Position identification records
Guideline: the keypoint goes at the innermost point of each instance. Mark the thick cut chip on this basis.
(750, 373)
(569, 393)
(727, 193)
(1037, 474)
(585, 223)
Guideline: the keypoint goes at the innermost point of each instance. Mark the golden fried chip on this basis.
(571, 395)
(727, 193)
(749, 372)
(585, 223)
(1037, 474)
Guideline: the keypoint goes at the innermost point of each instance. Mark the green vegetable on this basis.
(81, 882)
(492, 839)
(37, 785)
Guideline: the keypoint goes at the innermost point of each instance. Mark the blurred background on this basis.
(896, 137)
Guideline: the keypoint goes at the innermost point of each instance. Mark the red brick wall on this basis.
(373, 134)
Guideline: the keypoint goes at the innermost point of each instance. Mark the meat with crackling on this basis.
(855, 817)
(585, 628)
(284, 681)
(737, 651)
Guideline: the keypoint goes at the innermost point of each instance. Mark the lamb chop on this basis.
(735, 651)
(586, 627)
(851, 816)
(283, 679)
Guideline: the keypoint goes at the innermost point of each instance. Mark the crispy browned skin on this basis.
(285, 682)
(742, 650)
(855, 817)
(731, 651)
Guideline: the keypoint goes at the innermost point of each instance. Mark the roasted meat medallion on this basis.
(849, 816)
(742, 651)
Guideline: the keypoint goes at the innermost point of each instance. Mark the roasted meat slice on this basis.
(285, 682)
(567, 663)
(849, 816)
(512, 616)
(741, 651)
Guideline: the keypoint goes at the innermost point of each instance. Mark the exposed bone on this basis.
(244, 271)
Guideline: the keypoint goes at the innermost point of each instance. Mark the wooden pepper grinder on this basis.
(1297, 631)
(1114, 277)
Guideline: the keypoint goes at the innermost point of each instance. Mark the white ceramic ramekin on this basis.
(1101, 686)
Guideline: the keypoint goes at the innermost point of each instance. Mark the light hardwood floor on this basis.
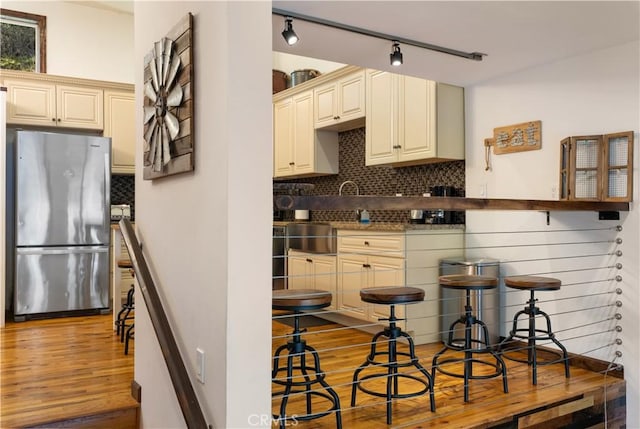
(61, 369)
(343, 350)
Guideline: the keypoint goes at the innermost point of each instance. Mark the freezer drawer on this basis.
(61, 279)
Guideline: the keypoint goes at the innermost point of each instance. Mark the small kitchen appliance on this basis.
(120, 211)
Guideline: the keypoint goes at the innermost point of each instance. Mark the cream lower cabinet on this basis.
(119, 124)
(357, 272)
(312, 271)
(48, 104)
(411, 120)
(300, 150)
(406, 258)
(368, 259)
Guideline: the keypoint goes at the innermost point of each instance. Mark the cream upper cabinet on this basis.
(299, 149)
(119, 124)
(411, 120)
(340, 105)
(49, 104)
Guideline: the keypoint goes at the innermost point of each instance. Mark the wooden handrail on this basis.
(175, 364)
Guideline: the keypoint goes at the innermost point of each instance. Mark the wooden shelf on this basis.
(335, 202)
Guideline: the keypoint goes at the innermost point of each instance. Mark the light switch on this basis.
(200, 365)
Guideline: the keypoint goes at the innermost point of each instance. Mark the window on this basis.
(23, 40)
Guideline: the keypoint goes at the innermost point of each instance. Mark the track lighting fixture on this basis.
(395, 57)
(289, 35)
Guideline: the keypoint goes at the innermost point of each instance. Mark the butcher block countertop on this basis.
(383, 226)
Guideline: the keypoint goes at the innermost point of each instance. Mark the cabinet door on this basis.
(79, 107)
(303, 134)
(381, 118)
(119, 124)
(584, 177)
(282, 138)
(338, 102)
(299, 270)
(30, 103)
(385, 271)
(416, 119)
(326, 105)
(352, 276)
(324, 276)
(351, 97)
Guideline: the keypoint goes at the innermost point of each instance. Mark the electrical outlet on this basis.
(200, 365)
(483, 190)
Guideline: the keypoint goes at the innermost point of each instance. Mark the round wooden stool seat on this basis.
(124, 263)
(468, 282)
(300, 299)
(532, 283)
(392, 295)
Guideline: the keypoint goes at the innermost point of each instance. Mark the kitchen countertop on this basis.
(384, 226)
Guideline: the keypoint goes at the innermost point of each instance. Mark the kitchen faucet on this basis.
(357, 193)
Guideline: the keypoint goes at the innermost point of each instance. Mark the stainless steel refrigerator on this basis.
(61, 222)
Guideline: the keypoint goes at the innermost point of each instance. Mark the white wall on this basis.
(83, 41)
(207, 234)
(595, 93)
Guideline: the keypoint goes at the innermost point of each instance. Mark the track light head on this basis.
(395, 57)
(289, 35)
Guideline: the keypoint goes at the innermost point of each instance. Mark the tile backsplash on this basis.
(123, 191)
(378, 180)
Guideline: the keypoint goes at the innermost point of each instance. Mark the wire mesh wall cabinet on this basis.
(597, 168)
(584, 254)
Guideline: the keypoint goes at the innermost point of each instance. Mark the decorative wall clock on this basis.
(168, 104)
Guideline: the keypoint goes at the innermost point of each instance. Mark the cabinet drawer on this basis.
(380, 243)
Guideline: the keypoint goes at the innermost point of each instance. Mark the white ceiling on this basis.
(515, 35)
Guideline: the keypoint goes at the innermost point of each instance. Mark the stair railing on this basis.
(187, 398)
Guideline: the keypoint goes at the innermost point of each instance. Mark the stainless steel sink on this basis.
(312, 237)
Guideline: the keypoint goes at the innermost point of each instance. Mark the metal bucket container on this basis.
(299, 76)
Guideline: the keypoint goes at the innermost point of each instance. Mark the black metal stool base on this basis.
(297, 368)
(532, 335)
(470, 347)
(392, 333)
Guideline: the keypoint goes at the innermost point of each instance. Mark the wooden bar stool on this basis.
(470, 346)
(531, 333)
(297, 301)
(391, 296)
(122, 328)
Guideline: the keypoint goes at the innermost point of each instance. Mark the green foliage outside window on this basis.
(18, 47)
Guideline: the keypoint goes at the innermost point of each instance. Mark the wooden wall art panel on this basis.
(518, 137)
(168, 103)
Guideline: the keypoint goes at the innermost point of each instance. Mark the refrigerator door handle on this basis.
(60, 250)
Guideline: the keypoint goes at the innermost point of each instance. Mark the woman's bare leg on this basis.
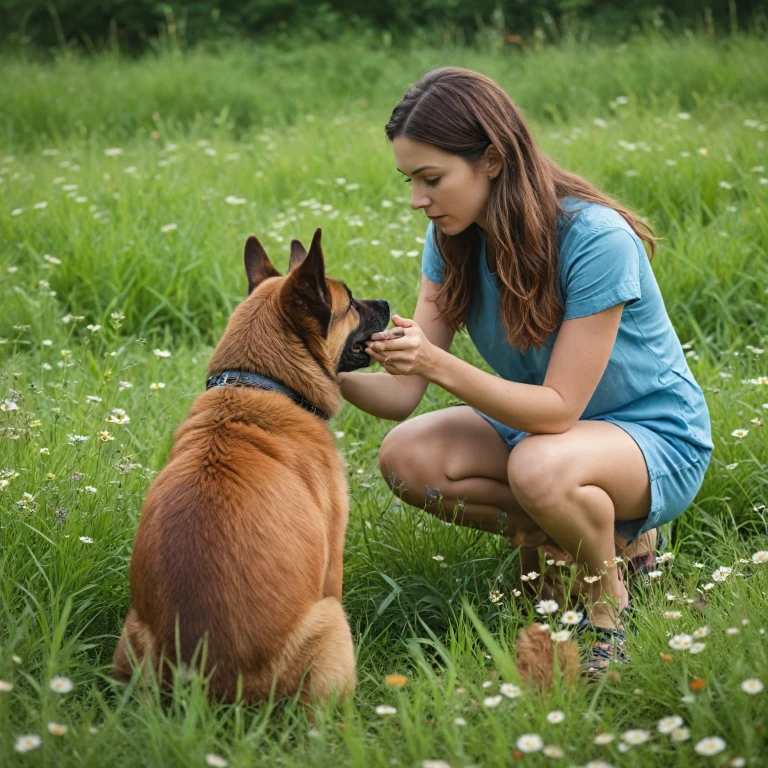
(453, 463)
(575, 485)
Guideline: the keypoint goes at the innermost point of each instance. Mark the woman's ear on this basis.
(493, 163)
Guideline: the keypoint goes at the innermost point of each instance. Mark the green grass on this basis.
(298, 136)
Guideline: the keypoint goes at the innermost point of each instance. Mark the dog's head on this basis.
(322, 310)
(295, 326)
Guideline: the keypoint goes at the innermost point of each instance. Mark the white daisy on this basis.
(530, 742)
(635, 736)
(722, 573)
(752, 686)
(547, 607)
(27, 742)
(669, 724)
(712, 745)
(61, 684)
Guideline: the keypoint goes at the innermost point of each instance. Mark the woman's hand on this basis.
(403, 350)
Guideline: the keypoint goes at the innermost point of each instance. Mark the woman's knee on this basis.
(536, 473)
(401, 458)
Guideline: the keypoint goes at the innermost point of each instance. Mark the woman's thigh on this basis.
(450, 444)
(590, 453)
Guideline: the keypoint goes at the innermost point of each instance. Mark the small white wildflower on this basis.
(27, 742)
(722, 573)
(61, 684)
(635, 736)
(668, 724)
(529, 742)
(681, 642)
(712, 745)
(571, 617)
(510, 690)
(547, 607)
(752, 686)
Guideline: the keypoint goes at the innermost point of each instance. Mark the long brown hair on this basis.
(463, 112)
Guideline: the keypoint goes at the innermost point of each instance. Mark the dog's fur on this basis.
(241, 535)
(539, 658)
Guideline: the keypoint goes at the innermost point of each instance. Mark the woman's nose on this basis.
(419, 200)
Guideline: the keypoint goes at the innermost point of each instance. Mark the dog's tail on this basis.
(538, 657)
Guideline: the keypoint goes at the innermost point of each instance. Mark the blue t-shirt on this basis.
(602, 262)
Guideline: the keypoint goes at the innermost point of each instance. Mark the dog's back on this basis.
(241, 536)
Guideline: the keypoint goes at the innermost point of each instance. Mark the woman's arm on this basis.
(577, 364)
(396, 397)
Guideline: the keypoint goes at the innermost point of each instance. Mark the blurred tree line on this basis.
(135, 24)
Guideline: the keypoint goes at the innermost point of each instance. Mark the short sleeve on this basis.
(432, 262)
(601, 270)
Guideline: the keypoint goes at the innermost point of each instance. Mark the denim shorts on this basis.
(676, 470)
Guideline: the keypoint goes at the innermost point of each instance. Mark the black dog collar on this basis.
(247, 379)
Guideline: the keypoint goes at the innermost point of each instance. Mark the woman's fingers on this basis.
(392, 333)
(391, 344)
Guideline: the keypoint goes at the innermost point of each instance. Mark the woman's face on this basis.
(452, 193)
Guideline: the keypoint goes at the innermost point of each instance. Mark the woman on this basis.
(594, 425)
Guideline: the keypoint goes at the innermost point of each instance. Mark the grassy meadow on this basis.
(127, 189)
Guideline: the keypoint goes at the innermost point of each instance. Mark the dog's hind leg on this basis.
(141, 640)
(321, 647)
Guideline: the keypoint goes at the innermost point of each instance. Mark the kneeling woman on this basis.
(594, 425)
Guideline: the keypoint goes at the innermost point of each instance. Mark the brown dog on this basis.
(242, 533)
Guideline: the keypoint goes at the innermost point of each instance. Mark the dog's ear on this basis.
(298, 254)
(305, 287)
(258, 267)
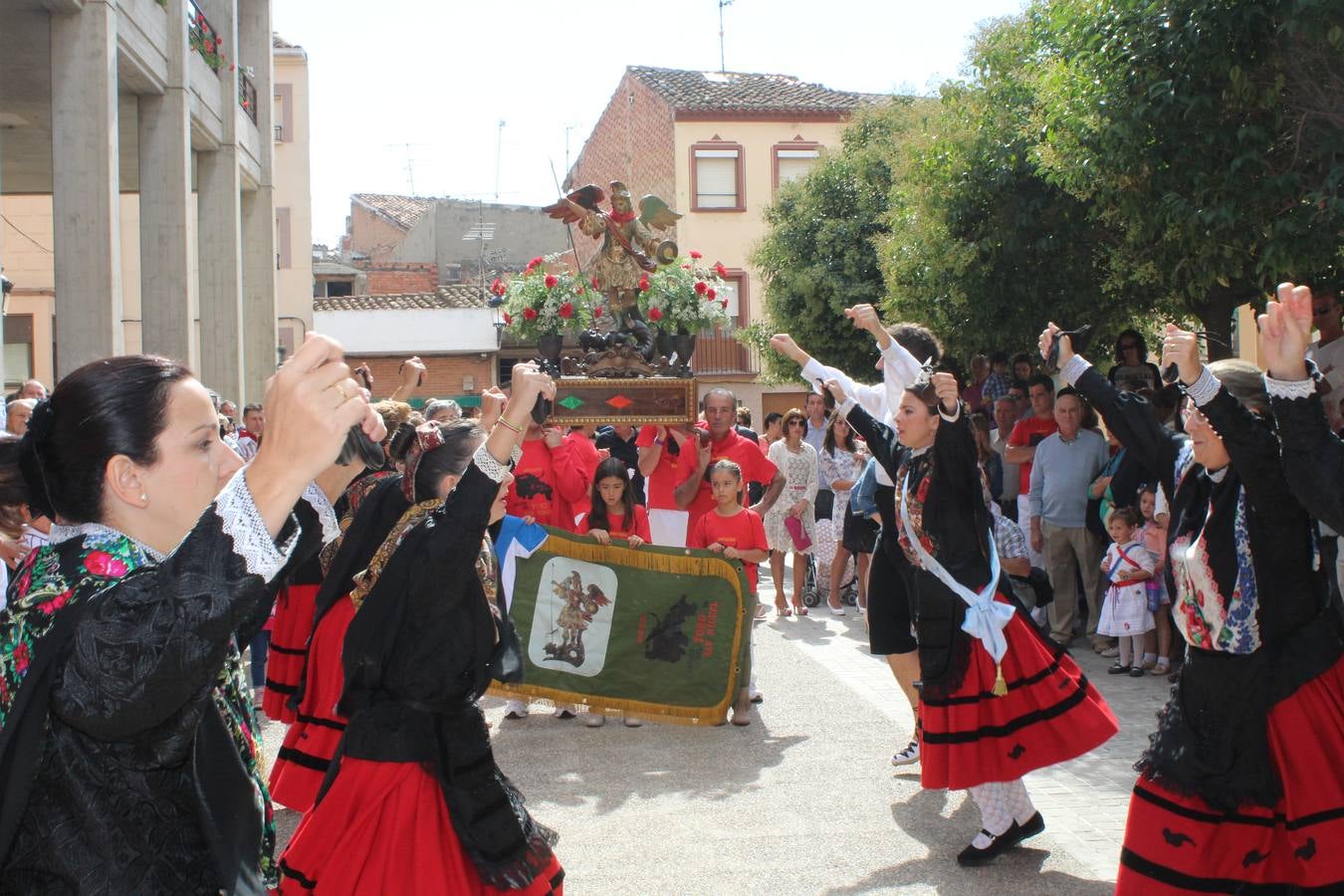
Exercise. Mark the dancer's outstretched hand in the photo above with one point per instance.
(1286, 332)
(948, 391)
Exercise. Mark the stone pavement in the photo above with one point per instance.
(805, 799)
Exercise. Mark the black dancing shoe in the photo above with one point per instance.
(972, 857)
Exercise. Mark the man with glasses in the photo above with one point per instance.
(1328, 353)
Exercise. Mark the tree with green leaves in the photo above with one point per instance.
(982, 247)
(1206, 135)
(820, 253)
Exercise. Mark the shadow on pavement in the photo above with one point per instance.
(563, 764)
(1017, 871)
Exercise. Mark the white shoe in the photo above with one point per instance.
(909, 755)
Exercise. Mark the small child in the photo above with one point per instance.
(614, 514)
(737, 534)
(1153, 535)
(1125, 611)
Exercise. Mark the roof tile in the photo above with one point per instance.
(463, 296)
(745, 92)
(402, 211)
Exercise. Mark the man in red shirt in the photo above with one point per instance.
(664, 468)
(694, 495)
(1021, 449)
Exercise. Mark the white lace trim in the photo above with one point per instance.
(242, 523)
(490, 466)
(1074, 368)
(1203, 389)
(1289, 388)
(326, 512)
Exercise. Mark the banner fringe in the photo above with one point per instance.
(694, 716)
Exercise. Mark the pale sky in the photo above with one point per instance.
(441, 76)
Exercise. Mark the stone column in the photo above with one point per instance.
(219, 238)
(85, 184)
(167, 287)
(260, 335)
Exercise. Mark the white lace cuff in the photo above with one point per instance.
(242, 523)
(490, 466)
(326, 512)
(1289, 388)
(1075, 367)
(1203, 389)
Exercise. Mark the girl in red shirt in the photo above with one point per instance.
(737, 534)
(614, 514)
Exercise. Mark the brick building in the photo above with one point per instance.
(715, 145)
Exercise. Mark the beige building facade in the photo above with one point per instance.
(137, 181)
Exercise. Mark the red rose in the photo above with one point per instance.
(103, 563)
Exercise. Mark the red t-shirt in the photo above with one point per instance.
(745, 453)
(1029, 433)
(669, 473)
(742, 531)
(533, 491)
(618, 528)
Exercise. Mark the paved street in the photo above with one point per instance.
(805, 799)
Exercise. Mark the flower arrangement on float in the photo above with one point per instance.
(686, 296)
(541, 304)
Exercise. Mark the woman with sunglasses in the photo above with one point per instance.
(1232, 794)
(1132, 369)
(798, 462)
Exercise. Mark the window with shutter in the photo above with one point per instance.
(717, 176)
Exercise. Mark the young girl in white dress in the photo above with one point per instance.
(1125, 611)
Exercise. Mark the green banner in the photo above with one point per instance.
(657, 633)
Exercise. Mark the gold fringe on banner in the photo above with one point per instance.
(653, 559)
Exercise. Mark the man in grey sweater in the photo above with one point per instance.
(1064, 465)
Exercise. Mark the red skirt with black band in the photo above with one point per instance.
(1050, 714)
(312, 739)
(293, 622)
(1179, 844)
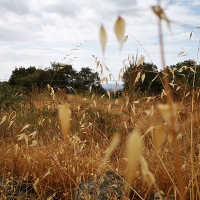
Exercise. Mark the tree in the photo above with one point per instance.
(59, 75)
(148, 79)
(184, 73)
(19, 74)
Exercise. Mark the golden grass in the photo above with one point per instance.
(45, 163)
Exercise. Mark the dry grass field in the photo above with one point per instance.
(56, 155)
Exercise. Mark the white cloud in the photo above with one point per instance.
(36, 32)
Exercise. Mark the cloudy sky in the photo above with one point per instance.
(36, 32)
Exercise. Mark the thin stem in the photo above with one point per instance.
(178, 171)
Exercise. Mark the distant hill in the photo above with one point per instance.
(111, 86)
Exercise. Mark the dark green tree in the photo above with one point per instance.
(151, 83)
(184, 73)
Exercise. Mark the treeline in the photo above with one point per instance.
(146, 78)
(58, 76)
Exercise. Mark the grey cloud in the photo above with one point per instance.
(123, 3)
(66, 8)
(20, 7)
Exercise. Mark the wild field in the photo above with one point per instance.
(55, 145)
(52, 141)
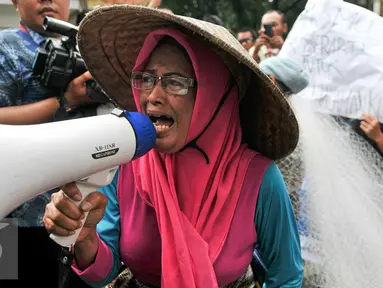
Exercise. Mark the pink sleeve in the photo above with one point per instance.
(100, 269)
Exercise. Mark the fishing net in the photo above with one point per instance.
(335, 180)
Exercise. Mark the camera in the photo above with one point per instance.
(58, 62)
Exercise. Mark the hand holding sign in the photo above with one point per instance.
(339, 45)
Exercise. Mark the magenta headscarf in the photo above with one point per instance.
(194, 200)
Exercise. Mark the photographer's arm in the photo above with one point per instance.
(39, 112)
(42, 111)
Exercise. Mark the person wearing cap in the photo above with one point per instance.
(192, 211)
(286, 74)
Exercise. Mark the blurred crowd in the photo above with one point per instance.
(24, 101)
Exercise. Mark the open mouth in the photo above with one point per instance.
(47, 11)
(162, 123)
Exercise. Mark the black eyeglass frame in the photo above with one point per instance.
(189, 83)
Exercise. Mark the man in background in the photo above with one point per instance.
(247, 37)
(24, 101)
(271, 35)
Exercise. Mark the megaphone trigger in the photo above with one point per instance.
(85, 186)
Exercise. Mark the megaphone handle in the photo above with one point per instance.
(69, 241)
(86, 186)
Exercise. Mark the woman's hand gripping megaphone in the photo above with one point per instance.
(72, 216)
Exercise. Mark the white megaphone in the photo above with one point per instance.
(38, 158)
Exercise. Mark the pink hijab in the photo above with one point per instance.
(194, 200)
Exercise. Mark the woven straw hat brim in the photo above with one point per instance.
(110, 39)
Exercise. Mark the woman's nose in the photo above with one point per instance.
(157, 95)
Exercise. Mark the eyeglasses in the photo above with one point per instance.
(175, 85)
(247, 40)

_What you need to do_. Transcribe everything in the entries above from the line containing "Exercise. Mark the tree with" down to the line containing "(1021, 449)", including both of those lines. Reproduce each line word for word.

_Exercise answer_.
Exercise. Mark the tree with green leaves in the photo above with one point per instance.
(982, 247)
(1206, 135)
(820, 253)
Exercise. Mark the shadow on pavement in the photo above with one point per instance.
(563, 764)
(1017, 871)
Exercise. Mark the white shoe in the photo above with one point per instance.
(909, 755)
Exercise. Mark the small child in the photo above with one point per instance.
(614, 514)
(737, 534)
(1153, 535)
(1125, 611)
Exercise. Mark the roof tile in the photo above with one point per instance.
(463, 296)
(745, 92)
(402, 211)
Exercise. Mark the man in red shirt in the photo above with one point per instance.
(664, 468)
(694, 495)
(1021, 449)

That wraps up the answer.